**DATA TO USE:**
□ □ □ □ □ □ □

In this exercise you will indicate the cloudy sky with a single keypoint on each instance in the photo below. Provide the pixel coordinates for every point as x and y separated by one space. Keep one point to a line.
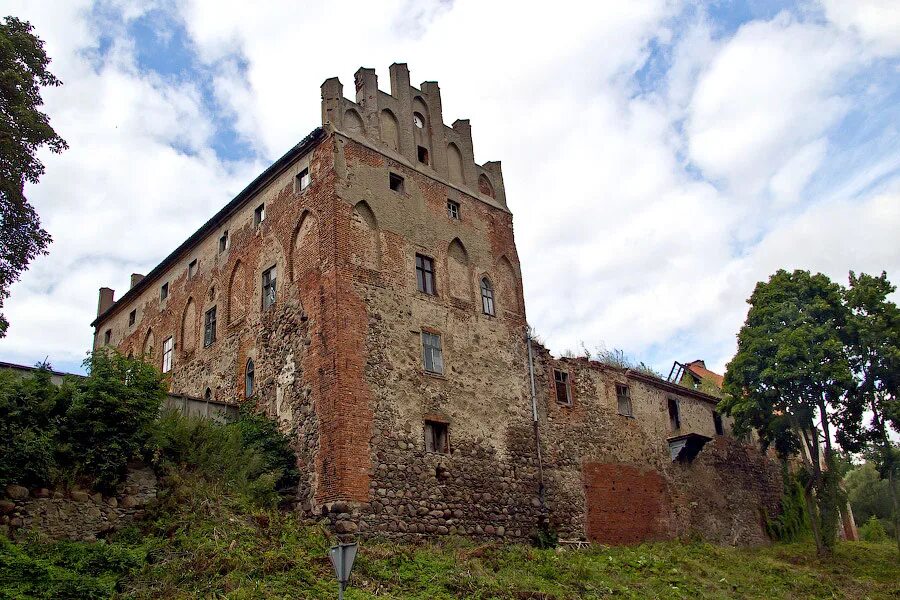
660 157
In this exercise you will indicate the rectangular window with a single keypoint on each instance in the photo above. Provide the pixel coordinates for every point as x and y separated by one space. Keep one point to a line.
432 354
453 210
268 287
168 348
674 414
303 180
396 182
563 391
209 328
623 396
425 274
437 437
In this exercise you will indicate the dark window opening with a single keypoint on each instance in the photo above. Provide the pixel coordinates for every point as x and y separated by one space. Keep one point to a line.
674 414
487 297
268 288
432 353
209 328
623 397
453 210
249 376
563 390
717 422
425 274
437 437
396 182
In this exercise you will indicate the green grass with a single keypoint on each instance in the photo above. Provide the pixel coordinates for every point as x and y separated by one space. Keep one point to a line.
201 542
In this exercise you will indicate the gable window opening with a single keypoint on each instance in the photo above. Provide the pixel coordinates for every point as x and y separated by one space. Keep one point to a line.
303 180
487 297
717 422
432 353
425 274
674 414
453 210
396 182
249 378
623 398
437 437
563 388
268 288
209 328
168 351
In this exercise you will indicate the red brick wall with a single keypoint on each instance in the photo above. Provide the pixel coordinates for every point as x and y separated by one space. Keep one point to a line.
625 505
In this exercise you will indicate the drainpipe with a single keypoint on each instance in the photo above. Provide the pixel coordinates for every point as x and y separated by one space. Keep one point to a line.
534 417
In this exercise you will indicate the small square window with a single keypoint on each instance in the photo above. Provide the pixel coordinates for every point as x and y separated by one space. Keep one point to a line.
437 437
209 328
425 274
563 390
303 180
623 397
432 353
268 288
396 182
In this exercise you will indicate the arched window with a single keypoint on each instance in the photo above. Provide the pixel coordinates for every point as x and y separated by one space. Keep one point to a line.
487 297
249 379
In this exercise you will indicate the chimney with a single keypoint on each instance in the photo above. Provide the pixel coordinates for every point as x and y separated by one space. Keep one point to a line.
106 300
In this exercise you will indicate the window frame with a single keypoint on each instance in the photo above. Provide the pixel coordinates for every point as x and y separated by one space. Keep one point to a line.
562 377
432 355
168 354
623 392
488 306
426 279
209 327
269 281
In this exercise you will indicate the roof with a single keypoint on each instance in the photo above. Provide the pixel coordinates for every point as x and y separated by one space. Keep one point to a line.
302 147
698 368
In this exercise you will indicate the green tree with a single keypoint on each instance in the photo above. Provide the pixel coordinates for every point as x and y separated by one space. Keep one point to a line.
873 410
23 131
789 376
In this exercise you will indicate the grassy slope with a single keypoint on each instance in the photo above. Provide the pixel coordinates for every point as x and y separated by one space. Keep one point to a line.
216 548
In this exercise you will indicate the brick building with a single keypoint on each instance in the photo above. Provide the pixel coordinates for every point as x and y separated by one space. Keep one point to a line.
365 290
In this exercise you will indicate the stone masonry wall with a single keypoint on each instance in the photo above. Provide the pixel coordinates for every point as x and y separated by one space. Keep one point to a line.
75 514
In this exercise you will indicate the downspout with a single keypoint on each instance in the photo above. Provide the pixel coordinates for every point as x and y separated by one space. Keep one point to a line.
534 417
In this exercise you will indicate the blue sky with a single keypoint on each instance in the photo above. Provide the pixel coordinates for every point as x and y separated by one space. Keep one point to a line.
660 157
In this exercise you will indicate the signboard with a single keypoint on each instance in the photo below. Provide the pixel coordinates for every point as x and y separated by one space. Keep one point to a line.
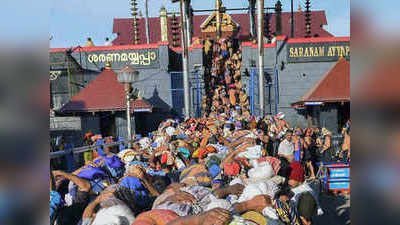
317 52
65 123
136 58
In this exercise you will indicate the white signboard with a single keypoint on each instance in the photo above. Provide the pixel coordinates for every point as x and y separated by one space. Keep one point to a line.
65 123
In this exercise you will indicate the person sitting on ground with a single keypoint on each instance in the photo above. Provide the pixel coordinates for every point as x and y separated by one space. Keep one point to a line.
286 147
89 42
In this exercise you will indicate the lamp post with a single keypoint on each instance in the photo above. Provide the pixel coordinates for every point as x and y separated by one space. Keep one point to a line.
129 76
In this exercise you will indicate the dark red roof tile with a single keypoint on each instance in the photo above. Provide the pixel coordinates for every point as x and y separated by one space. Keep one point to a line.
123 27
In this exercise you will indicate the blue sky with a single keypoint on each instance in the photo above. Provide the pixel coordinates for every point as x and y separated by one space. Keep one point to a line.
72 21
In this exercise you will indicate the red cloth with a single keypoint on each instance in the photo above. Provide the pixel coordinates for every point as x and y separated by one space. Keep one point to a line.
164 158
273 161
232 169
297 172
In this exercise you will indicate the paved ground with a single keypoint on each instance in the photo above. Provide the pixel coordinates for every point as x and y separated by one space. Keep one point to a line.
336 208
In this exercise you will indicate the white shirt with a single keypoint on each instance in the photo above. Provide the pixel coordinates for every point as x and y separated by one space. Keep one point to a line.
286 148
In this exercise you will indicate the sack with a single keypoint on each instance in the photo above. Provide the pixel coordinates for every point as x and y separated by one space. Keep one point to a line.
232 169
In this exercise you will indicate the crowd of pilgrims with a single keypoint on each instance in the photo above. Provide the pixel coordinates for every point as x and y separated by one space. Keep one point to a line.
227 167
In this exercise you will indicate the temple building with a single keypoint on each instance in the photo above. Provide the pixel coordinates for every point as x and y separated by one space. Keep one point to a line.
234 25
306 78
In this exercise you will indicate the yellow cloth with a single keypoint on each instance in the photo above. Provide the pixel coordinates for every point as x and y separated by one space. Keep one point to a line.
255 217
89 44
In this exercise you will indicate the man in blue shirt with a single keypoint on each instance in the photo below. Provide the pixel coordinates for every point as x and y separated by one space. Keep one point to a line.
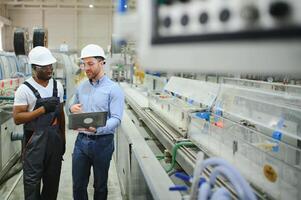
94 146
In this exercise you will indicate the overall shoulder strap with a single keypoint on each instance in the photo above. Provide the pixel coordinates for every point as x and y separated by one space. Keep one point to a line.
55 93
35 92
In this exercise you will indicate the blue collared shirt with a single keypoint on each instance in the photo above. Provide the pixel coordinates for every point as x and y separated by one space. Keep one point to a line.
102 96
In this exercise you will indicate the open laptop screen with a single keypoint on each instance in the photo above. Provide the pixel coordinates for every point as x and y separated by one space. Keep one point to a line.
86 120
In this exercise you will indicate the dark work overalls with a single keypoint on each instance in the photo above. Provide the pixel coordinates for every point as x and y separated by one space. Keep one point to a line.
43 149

□ □ □ □ □ □ □

**THE EXERCISE:** Output each line exactly; omit every picture.

**SOLUTION TO THE PROBLEM:**
In this exercise you will indicate the cloudy sky with a single keypoint on each instance in the photo below. Provide the pixel coordinates for every point as x and y separated by one space. Keep one point to a line.
660 157
In this exercise you will indicate the rectangular window with a single keypoint on each instance in the photo above. Provide the pixel coordinates for every point as x and y separated by one space. Keep one point to a line.
432 354
453 210
268 287
168 348
674 414
303 180
396 182
563 391
209 328
623 396
425 274
437 437
In this exercise you will indicate the dark window opening with a single keypoint on each instance in the photo above. Provide the pixel coordinates for every point as x and y separated by one space. Keep one point to a line.
674 414
487 297
268 288
432 353
209 328
623 397
453 210
249 376
563 390
717 422
425 274
437 437
396 182
In this exercise you will indicate the green grass with a single keypoint on each instance in the photo above. Provide the pixel coordinates for every point as x and y separated by one space. Keep one point to a line.
201 542
In this exercise you will indicate the gable window opening with a single keypoint on each instance in the photo above. Provide the pixel coordinates for every point as x and y separated by one space. Keep one point to a line.
303 180
487 297
717 422
432 353
425 274
674 414
453 210
396 182
249 378
623 398
437 437
563 388
268 288
209 328
168 351
In this exercise you will indicate the red brick wall with a single keypoint on each instance in the photo above. Provide the pixel coordinates for every point as x and y separated by one space. Keep one point to a line.
625 505
In this exercise you will indicate the drainpipe with a single keypoint on each instance in the photo above. Provide the pixel coordinates for every point as x and y separated by one space. Keep one point to a line.
534 417
In this exercise you will indicate the small square window with a single keypoint on each instance in the photo above. Provide the pixel coordinates for every point as x and y separated by one space. Keep one point to a line.
437 437
209 328
425 274
563 390
303 180
623 397
432 353
268 288
396 182
In this exercise you will indicate the arched window with a single keypoint on each instance in the photo above. Provide the pixel coordinates for every point as x and y separated by one space. Keep one point to a line.
487 297
249 379
In this exercise you will indicate the chimney with a single keypoint on each instance in the photo above. Provide the pixel coordinates for every point as x and y separated by one space. Keep one point to a line.
106 300
In this exercise you will indicate the window frame with a single keypoint on each instance in the photo above. Provide the pixel coordinates for every point as x and y separated by one space. Keep one point to a line.
562 377
432 355
168 354
623 392
488 306
426 279
209 327
269 281
In this exercise you will indicate the roof with a single keypoint on each instance in the photo above. Provide the pixel coordinates for every point as x and y separated by one space. Keep one point to a line.
302 147
698 368
In this exercise you will indicate the green tree with a single keypoint on each instance in the photo above. Provide the pixel coordinates for every point as x and y separated by one space. Keep one point to a line.
873 410
23 131
789 376
In this exercise you will indicate the grassy slope with a single keypoint on each instance in the photo above. Provide the pixel coordinates for every point as x and y separated by one space. Keep one point to a line.
216 548
In this exercise you will indicate the brick building with a single keypoint on each instance in the photo above. Provide the pixel coordinates for every point as x and y separated by one space. Keep one point to a line.
365 290
In this exercise you will indicate the stone masonry wall with a single keypoint on each instance in the photo above. Provide the pixel coordinates for every point as x and y separated by one space. Keep one point to a line.
75 514
In this exercise you will indicate the downspout with a single keypoint on each instance in the photo above. Provide the pixel coordinates for every point as x and y separated by one space. Keep one point to a line.
534 417
In this exercise you will indicate the blue sky with a single keypoint on each instance in the photo above. Provide the pixel coordinates for every point as x and y separated by one space. Keep one point to a line.
660 157
In this exercise you will indicate the signboard with a single keypoint on each instance in the photo below. Provide the pixel coordinates for every point as x and y separated by one space. Keep one point to a line.
317 52
65 123
136 58
In this exercise you will indicate the white signboard with a single keypoint on each instance in the photo above. Provide the pixel coordinates for every point as x and y separated by one space. Keep one point to a line.
65 123
In this exercise you will indicate the person sitting on ground with a single keypoint on each instance in the photo above. Provide the pixel coordinates for every point as x and y separated by one space. Keep one point to a line.
286 147
89 42
In this exercise you will indicate the lamp post with a single keypoint on each instance in the photo above. Provide the pixel coordinates for every point as x and y separated by one space. Keep one point to a line.
129 76
In this exercise you will indicate the dark red roof tile with a single keypoint on each instance in the photo above. Provide the pixel coordinates for every point as x and y separated by one space. Keep one point to a line.
123 27
In this exercise you will indicate the blue sky with a single keypoint on each instance in the photo above. Provide the pixel coordinates for every point as x and y separated by one space. Keep one point to a line.
72 21
In this exercise you will indicate the red cloth with a single keypoint on each instance in the photo above. Provide the pixel coordinates for every point as x and y separated by one space. Keep one point to a line.
164 158
273 161
232 169
297 172
In this exercise you will indicate the paved ground with a single keypoint on each instance in the photo above. Provide the pixel coordinates for every point as x and y separated by one space. Keep one point to a line.
336 208
In this exercise you will indicate the white shirt with a single keypoint on each instance in the photo above. Provide the pixel coordinates for every point as x and y separated by one space. Keep one point to a line.
286 148
In this exercise you will indicate the sack with a single keypoint on each instance in the photo above. Provide the pixel coordinates for every point as x and y separated by one space. Keep one point to a line.
232 169
In this exercise you will indicate the crowd of pilgrims with a single keypoint on each instance in the photo above. Provide the pixel coordinates for every point as x and y separated by one space. Keep one point to a line.
227 167
In this exercise you will indicate the temple building with a single keypoint on each instance in the photo above. Provide the pixel coordinates for every point as x and y separated by one space. Keep one point to a line.
234 25
306 78
In this exercise you will indicate the yellow cloth with a single keypoint on each instance in the photo above. Provide the pixel coordinates for every point as x and y separated by one space. Keep one point to a line.
255 217
89 44
In this exercise you will indicate the man in blue shirt with a single keypoint on each instance in the photo below. Provide the pixel coordinates for every point as x and y separated by one space. Keep one point to a line.
94 146
In this exercise you will indicate the overall shoulder strap with a single keypoint on each instance in the photo above. Provide the pixel coordinates for every point as x and y separated by one space. Keep one point to a line.
55 93
35 92
In this exercise you will indicate the blue collared shirt with a single keypoint on each instance in the photo above. Provide the pixel coordinates for every point as x and y separated by one space. Keep one point to a line.
102 96
In this exercise you will indicate the open laptop screen with a single keypoint on each instance in the photo above. Provide the pixel coordinates for every point as x and y separated by one space. Keep one point to a line.
86 120
In this exercise you will indicate the dark work overalls with a single keypoint on each instance in the photo above. Provide the pixel coordinates for every point as x and y separated by one space. Keep one point to a line.
43 149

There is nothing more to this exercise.